Problems to work on>
(a) According to the time series talk, why should time series databases favor high ingest and fast reads over updates and deletes? Answer in one to three sentences.
(b) In the time series talk, how are events different from metrics?

Document section>
Examples include weather conditions, stock prices, customer monitoring,
I mean, even point of sale transactions, healthcare logs
and traces. And we usually think of time series data existing in two categories,
metrics, which is time series data that's gathered at a regular interval.
So when we measure the temperature data of our
house, for example, consider that to be a metric, because we're
measuring IoT regularly, and then we have events, and those are measurements that
are gathered at irregular time intervals. So when
something maybe happens, when something's triggered, for example.
So where does time series appear? Well, the short answer is that it appears in
almost any application across a lot of different spaces. So the first
is consumer and industrial IoT, manufacturing,
industrial platforms, renewable energy and fleet management.
These all contain and provide and create a lot
of time series data. So when we think of things like pressure,
concentration, flow rate, rotations per minute,
temperature, humidity, et cetera,
these are all sensors vibrations, these are all sensors that might exist
in those spaces and data that's collected in those
categories. Then we have software infrastructure. You want
to be able to monitor your
API, endpoints and also developer
tools. And then DevOps is a huge DevOps monitoring is a
huge source of time series,
as well as your containers in Kubernetes.
And last but not least, we can think of real time applications. Things like gaming
applications and fintech are really huge sources of time series data,
but also network monitoring.
So now let's talk about the emergence of the time series database category.
So we came from relational databases and
then document databases like MongoDB came on the scene
and more recently search databases.
But there was a unique need for
databases that can specifically handle time series. And what are
these other types of database categories missing that time series databases have
and address? The first one is that when we write
and think and deal with time series data, we're typically only concerned with
ingesting that data and the queryability of that data.
It's very rare that when you are collecting
really high throughput time series data that you are interested in
performing single point deletes or updates.
So time series databases should create
design assumptions around that and essentially
make trade offs in their design that prioritize really high
ingest and really high reads over
updates and deletes, some things that those other
databases are better at performing. Additionally,
you need ways to interact with your time
series effectively like you probably want. It's very helpful
out of the box to be able to have a visualization component
to a database as well, and a UI for that, just because time
series data isn't really that well understood without graphs.
Second component is abilities to manage your time series lifecycle.
So you might need to be able to automatically expire old data
as soon as it's become irrelevant, and also reduce
your data or downsample your data from raw, high precision data to
lower precision aggregates, so that when you view your historical data,
you can view it as a snapshot and see overall trends more effectively.

Data extract>
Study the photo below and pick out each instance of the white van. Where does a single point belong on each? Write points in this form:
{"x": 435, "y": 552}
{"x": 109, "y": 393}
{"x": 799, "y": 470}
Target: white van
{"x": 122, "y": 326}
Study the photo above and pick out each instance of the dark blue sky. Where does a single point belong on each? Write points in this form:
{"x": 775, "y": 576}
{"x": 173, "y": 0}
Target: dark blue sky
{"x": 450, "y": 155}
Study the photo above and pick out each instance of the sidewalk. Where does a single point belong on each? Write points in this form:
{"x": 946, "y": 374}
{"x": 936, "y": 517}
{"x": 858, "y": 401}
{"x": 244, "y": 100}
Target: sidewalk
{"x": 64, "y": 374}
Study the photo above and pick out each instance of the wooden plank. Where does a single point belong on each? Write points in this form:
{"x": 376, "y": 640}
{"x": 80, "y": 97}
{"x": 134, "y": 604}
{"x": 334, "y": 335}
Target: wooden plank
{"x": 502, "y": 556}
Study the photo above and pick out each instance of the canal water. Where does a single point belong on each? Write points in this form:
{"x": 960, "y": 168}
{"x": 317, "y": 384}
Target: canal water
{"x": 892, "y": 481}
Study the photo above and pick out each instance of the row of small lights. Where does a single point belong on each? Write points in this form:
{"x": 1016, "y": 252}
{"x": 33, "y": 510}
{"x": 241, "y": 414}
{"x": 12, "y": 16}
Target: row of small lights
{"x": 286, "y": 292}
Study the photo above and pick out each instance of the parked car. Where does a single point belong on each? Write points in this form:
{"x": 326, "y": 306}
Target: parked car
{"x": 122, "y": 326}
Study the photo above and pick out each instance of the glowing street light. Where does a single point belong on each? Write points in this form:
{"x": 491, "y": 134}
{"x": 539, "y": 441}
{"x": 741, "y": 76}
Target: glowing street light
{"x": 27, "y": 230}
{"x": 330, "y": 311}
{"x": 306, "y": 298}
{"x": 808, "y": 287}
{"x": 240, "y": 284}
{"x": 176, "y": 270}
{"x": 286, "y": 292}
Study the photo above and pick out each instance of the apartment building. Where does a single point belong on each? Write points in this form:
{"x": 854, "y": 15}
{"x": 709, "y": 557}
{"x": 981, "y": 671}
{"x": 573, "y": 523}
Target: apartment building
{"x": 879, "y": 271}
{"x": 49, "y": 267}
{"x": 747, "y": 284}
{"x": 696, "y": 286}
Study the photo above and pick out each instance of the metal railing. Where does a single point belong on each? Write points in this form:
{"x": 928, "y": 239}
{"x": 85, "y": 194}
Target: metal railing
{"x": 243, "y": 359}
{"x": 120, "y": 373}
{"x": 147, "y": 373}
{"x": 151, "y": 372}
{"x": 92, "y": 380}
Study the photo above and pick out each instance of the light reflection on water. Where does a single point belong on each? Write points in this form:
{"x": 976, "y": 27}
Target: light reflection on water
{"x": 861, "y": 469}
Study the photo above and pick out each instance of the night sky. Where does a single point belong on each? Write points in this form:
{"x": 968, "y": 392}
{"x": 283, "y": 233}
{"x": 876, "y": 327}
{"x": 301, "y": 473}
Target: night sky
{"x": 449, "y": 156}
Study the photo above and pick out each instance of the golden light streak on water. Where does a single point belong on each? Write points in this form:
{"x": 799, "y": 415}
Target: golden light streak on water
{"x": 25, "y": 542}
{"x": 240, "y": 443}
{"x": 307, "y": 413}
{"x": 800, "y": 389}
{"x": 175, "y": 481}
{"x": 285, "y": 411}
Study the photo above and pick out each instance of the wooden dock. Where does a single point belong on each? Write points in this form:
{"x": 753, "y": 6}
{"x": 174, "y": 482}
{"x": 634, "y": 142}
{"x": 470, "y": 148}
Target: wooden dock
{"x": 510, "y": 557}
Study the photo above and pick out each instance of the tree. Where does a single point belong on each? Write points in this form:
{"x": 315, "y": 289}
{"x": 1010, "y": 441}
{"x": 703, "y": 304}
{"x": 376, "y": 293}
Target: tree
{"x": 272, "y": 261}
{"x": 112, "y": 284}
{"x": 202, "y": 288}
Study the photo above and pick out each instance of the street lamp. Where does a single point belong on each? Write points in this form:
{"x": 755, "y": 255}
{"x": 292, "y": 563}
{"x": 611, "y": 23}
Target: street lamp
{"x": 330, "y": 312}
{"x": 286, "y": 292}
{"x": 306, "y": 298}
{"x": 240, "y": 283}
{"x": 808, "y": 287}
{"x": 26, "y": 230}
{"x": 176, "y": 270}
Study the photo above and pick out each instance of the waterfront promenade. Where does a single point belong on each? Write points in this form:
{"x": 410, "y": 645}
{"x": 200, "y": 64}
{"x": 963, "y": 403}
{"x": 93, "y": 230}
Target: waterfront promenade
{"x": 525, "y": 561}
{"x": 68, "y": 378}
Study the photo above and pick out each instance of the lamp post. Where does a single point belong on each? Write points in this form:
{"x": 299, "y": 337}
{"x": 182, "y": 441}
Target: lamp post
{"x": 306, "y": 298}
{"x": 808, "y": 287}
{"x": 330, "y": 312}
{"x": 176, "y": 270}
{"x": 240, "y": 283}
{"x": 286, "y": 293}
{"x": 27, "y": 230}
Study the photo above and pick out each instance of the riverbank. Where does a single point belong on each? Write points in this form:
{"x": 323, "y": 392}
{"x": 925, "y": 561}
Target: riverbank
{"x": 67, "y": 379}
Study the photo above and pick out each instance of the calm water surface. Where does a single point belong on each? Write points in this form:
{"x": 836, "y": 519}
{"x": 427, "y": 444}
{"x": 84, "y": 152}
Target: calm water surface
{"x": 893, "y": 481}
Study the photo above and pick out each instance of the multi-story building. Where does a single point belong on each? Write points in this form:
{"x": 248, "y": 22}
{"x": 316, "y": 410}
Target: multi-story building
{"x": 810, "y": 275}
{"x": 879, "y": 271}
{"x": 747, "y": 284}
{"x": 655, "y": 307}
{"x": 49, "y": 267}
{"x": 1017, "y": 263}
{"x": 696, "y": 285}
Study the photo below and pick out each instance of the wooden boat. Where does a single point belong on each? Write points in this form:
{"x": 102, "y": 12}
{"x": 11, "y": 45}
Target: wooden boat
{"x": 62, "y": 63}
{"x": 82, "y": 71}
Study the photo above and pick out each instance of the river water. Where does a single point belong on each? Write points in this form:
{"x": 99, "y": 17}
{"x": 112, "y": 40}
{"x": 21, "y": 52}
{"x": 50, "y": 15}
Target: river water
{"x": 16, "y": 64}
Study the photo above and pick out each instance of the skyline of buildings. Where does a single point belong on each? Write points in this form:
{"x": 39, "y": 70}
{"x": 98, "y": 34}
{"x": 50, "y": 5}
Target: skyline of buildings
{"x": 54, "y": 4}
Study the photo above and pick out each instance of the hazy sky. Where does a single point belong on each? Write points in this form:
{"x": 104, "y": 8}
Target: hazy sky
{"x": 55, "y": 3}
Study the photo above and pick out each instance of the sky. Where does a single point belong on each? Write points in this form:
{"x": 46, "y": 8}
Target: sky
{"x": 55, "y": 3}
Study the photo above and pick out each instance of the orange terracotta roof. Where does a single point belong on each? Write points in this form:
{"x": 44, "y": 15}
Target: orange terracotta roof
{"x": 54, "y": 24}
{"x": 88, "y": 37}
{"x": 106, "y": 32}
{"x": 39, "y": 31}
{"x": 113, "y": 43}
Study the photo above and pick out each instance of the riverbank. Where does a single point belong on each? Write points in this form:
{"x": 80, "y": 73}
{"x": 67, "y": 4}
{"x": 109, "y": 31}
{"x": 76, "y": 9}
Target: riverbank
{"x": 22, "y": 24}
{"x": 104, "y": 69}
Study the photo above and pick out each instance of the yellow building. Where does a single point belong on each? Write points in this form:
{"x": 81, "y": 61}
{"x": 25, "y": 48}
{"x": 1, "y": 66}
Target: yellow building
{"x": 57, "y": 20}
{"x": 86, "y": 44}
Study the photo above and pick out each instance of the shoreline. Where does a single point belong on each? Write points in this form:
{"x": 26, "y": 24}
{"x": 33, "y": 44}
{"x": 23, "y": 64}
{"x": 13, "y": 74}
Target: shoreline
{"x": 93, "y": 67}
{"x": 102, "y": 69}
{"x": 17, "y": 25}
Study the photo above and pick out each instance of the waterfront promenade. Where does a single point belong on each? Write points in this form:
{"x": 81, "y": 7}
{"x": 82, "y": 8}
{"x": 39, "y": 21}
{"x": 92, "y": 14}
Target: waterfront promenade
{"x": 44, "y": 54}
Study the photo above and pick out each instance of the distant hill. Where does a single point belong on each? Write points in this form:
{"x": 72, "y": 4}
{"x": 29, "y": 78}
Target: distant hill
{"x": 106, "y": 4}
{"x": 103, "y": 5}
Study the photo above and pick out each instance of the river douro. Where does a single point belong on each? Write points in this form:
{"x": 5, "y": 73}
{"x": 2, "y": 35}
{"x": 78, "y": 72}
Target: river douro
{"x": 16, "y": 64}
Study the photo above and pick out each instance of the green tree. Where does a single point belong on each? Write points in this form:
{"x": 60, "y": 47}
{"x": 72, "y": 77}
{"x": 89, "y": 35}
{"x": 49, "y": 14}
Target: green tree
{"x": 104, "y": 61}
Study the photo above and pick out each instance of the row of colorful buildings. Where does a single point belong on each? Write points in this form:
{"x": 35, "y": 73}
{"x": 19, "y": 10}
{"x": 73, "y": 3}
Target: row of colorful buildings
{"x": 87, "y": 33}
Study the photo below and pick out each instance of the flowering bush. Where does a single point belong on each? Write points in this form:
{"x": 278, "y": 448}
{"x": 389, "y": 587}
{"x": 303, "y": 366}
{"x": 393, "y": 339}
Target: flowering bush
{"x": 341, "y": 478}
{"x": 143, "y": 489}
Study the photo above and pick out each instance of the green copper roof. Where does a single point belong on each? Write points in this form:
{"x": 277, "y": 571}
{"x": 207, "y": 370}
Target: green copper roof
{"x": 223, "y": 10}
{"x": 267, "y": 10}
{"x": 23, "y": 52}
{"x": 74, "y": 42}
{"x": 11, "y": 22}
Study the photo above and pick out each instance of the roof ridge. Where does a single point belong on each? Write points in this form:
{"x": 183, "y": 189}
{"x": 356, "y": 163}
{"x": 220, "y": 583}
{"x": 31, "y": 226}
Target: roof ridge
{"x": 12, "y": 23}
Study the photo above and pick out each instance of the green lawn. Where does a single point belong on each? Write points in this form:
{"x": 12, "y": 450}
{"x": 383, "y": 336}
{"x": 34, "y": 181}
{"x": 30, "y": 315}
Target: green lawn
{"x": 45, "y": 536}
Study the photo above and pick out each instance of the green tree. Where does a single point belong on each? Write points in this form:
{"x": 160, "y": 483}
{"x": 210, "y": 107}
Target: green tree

Expected answers>
(a) Work with time series data is usually about ingesting it and querying it. When high-throughput time series data is being collected, there is rarely any interest in deleting or updating single points. Time series databases should therefore make design trade-offs that prioritize ingest and reads, leaving updates and deletes to other databases that handle them better.

(b) Events are gathered at irregular time intervals, while metrics are gathered at a regular interval.